__WORK REQUEST__: Output the entries exactly as they appear. Pictures should not be included.
- - - -
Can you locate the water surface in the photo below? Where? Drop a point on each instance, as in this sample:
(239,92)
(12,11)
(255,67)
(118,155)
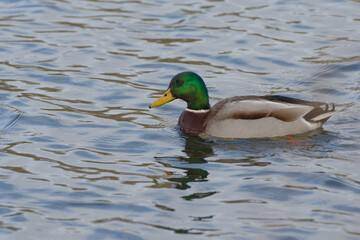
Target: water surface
(82,156)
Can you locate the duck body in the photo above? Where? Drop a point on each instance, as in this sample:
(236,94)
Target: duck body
(245,116)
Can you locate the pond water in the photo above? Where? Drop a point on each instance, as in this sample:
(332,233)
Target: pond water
(83,157)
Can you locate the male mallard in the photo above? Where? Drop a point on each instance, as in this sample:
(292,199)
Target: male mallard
(241,117)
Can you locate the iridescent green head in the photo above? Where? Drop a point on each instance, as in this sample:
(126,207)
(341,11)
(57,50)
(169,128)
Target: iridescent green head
(189,87)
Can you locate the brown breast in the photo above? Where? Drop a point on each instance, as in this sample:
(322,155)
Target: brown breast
(193,122)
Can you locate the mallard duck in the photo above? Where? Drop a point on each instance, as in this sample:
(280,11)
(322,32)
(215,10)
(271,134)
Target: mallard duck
(241,116)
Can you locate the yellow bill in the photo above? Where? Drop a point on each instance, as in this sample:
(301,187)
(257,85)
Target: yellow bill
(167,97)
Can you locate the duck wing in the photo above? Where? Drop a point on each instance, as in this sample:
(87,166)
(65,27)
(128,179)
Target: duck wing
(265,116)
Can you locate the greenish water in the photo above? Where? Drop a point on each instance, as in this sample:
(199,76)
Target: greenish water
(82,156)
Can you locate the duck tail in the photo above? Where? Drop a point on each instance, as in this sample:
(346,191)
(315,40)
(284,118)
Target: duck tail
(319,114)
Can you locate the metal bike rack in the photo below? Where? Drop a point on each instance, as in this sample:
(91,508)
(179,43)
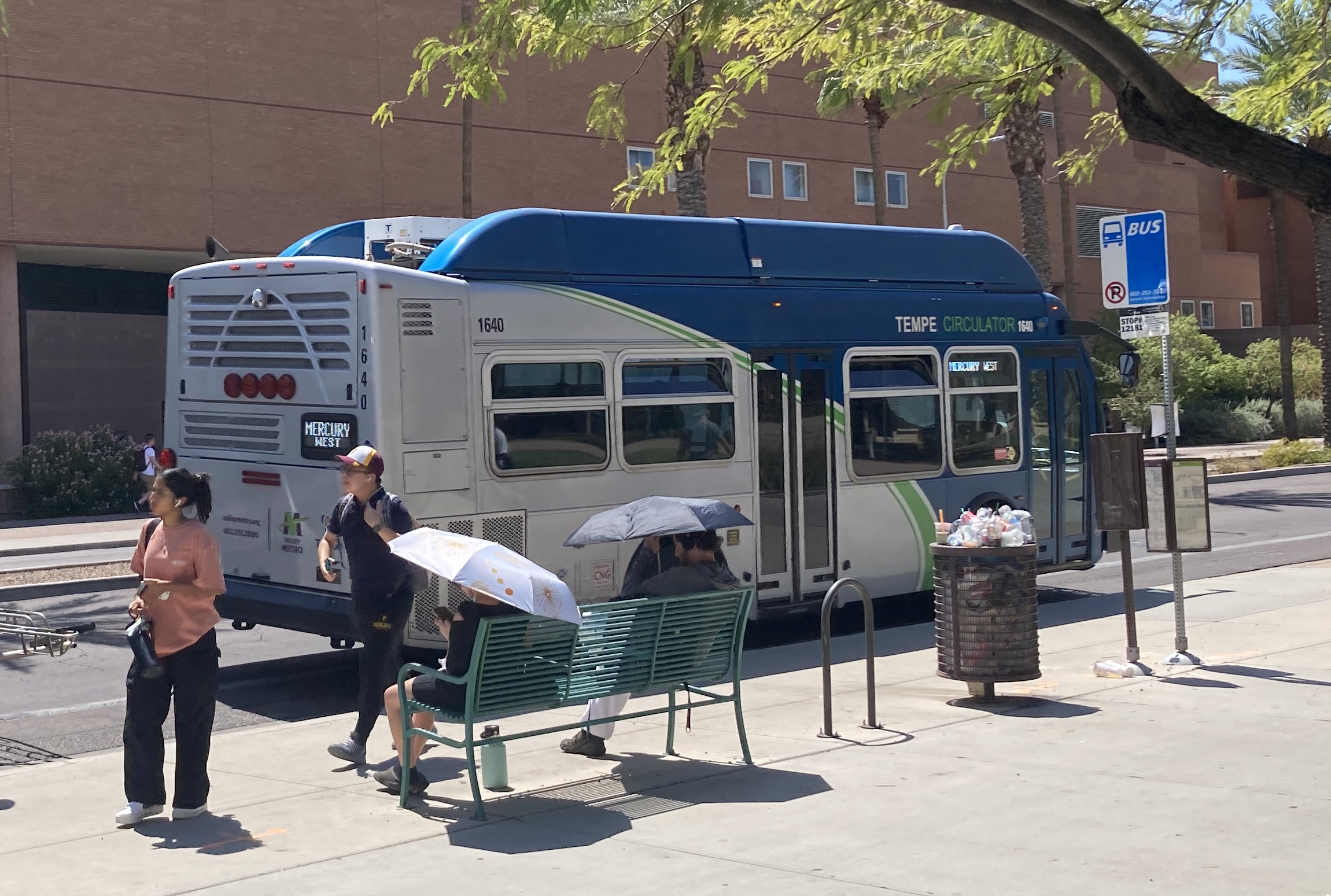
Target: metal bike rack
(872,722)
- - - -
__ANSWER BOX__:
Can you locate the water surface in the photo below? Where? Drop a point on each instance, as in this sample:
(239,92)
(12,11)
(255,67)
(118,155)
Target: water surface
(82,156)
Can you locate the duck body in the photo above? Where? Drop a point on each instance, as in this sample:
(236,94)
Target: duck body
(245,116)
Can you locate the pond water in the photo above? Where? Drop a point on each instance, as in this sample:
(332,233)
Target: pond water
(83,157)
Can you locate the male mallard in the photo above? Where? Drop a point on each instance, as in this sample:
(292,199)
Target: male mallard
(241,117)
Can you locate the iridescent green head in the photo above? Where? Drop a point on each instance, as in this sample:
(126,207)
(341,11)
(57,50)
(169,128)
Target: iridescent green head
(189,87)
Can you locate the brown breast in the photo above? Where? Drop a point on each instance, as in this sample:
(322,155)
Target: brown breast
(193,122)
Can you locate the mallard duck in the photo above? Where? Drop a point on each instance, as in this sample:
(280,11)
(322,32)
(215,10)
(271,134)
Target: mallard duck
(241,116)
Can you locate the yellow bill in the photo above? Where? Drop a point on each instance, as in this sample:
(301,187)
(257,85)
Target: yellow bill
(167,97)
Can you locate the duck wing in the photo above? Where? Drop a point on each instance, as in this sample:
(87,166)
(65,27)
(128,179)
Target: duck wing
(265,116)
Can you locate the greenish water in the photo above? Where? Drop a point on each instance, as in this sample:
(199,76)
Target: greenish water
(82,156)
Can you locate the duck tail in the photo above? Where? Drop a point on each instance, as in this sample:
(346,191)
(315,40)
(284,118)
Target: duck tail
(319,114)
Can you locate the metal bike rack in the photo below? Where? Drop a point on each instance, as in this sample:
(91,508)
(179,43)
Target: metal bike rack
(872,722)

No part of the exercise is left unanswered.